* _Consigne 1_
Affichez toutes les lignes de la liste contenant la chaîne « goat », en tenant compte de la casse.

* _Page_
......

Les contes antiques décryptés et… réécrits : il était une fois le wokisme !

© CC0 Paris Musées : Musée Carnavalet – Histoire de Paris
© CC0 Paris Musées : Musée Carnavalet – Histoire de Paris

Nous voilà dans le temps des jours qui raccourcissent et des nuits prolongées par la brume. Temps propice aux légendes, quand elles ne sont pas défigurées par la grande foire macabre et commerciale d’Halloween ou par le wokisme qui, non content de censurer la littérature, s’en prend aussi au patrimoine immémorial des contes.

La sorcière, hantise masculine ?

Après le prince de La Belle au bois dormant dépeint comme « prédateur sexuel », voici la sorcière comme révélateur de nos terreurs systémiques masculinistes. La sorcière est vieille, laide, malintentionnée et a des pouvoirs terrifiants. Elle reflète donc « les craintes culturelles concernant le vieillissement et le pouvoir des femmes », écrit Johnna Rizzo, ancienne rédactrice du magazine National Geographic et rédactrice en chef de National Geographic Books. Étrange société patriarcale dans laquelle les femmes ont un pouvoir que les hommes redoutent !

Non contents de refléter nos angoisses, les contes les entretiendraient. Johnna Rizzo s’abrite derrière l’autorité de Margot Adler, prêtresse-sorcière du mouvement Wicca, une religion néo-païenne considérée comme « luciférienne » par la Miviludes et dont certains ingrédients nourrissent l’actuel courant du « féminin sacré ». Balayés, les Carl Jung, les Sigmund Freud, les James George Frazer, les Robert Graves, les Mircea Eliade et tous les auteurs qui se penchèrent avec science et prudence sur les antiques histoires de l’humanité.

......

* _Données_

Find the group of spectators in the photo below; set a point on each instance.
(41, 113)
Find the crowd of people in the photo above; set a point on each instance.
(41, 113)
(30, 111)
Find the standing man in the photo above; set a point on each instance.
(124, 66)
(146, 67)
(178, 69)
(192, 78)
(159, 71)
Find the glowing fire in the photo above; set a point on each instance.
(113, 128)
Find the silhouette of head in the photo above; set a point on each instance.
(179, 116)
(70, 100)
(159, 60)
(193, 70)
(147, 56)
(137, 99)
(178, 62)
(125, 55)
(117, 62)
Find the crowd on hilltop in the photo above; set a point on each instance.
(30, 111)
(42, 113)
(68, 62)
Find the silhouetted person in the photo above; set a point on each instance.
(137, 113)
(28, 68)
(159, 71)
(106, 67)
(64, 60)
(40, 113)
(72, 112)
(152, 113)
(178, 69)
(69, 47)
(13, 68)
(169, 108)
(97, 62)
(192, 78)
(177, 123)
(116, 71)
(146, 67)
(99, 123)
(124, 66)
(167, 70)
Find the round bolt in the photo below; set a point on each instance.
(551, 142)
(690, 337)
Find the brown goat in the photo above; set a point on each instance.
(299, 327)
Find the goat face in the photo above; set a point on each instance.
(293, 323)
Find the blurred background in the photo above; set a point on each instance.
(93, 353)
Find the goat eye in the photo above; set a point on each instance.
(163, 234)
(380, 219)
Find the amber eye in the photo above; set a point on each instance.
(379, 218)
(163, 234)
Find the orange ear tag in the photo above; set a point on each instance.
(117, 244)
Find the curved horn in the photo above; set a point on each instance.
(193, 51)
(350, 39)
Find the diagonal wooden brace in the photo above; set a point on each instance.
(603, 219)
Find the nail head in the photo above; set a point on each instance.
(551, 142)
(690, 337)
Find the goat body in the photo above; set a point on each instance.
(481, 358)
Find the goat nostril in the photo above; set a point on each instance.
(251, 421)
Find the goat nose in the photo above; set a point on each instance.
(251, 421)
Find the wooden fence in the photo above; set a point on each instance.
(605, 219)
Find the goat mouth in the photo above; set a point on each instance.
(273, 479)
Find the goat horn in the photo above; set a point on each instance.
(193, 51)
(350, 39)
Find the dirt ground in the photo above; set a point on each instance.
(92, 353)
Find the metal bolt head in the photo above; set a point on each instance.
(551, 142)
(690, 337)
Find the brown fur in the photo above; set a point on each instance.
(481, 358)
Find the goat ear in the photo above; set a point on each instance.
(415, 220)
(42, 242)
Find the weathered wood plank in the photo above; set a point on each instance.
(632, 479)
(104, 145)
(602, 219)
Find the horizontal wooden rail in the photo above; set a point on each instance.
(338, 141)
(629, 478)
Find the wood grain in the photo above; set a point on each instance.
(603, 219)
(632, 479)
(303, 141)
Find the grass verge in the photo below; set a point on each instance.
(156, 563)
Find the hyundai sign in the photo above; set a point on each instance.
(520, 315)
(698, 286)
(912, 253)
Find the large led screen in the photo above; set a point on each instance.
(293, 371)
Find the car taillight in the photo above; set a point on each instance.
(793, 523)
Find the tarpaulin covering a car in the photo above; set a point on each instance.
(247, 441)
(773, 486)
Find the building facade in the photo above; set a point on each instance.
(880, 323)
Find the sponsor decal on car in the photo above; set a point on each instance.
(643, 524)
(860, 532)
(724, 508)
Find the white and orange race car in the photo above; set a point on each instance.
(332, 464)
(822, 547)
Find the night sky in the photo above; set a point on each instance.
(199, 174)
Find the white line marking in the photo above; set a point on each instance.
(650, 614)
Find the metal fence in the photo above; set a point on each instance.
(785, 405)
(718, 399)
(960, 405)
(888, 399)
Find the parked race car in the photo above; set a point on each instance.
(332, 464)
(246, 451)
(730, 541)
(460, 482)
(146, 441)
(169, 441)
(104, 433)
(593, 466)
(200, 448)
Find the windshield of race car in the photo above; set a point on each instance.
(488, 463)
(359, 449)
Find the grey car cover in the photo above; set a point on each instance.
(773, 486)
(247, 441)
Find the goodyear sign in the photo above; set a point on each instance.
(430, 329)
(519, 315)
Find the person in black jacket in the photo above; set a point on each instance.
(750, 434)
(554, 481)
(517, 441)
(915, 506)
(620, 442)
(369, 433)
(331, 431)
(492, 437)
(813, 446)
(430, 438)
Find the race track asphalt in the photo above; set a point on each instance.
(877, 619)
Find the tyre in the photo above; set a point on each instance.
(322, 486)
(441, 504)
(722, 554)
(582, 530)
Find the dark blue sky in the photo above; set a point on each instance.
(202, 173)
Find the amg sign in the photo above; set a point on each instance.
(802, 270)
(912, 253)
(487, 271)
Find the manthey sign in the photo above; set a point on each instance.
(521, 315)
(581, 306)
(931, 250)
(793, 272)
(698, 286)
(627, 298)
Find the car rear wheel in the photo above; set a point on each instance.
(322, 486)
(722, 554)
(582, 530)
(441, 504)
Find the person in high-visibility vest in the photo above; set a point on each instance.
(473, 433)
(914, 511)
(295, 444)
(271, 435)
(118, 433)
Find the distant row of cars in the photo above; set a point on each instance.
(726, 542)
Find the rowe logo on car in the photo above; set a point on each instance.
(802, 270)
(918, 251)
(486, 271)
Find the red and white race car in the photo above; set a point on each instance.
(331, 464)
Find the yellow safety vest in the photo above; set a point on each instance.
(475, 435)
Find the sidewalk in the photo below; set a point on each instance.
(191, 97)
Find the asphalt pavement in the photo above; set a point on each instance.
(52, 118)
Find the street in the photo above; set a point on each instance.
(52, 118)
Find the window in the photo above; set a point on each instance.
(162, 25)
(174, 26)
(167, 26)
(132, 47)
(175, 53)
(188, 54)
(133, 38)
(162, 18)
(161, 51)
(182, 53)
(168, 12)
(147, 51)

......

* _Consigne 2_
Dans l'article sur les contes et le wokisme, relevez les auteurs cités juste après le mot « Balayés ».

* _Réponse 1_
Find the brown goat in the photo above; set a point on each instance.
Find the goat face in the photo above; set a point on each instance.
Find the goat eye in the photo above; set a point on each instance.
Find the goat body in the photo above; set a point on each instance.
Find the goat nostril in the photo above; set a point on each instance.
Find the goat nose in the photo above; set a point on each instance.
Find the goat mouth in the photo above; set a point on each instance.
Find the goat horn in the photo above; set a point on each instance.
Find the goat ear in the photo above; set a point on each instance.

* _Réponse 2_
Carl Jung, Sigmund Freud, James George Frazer, Robert Graves, Mircea Eliade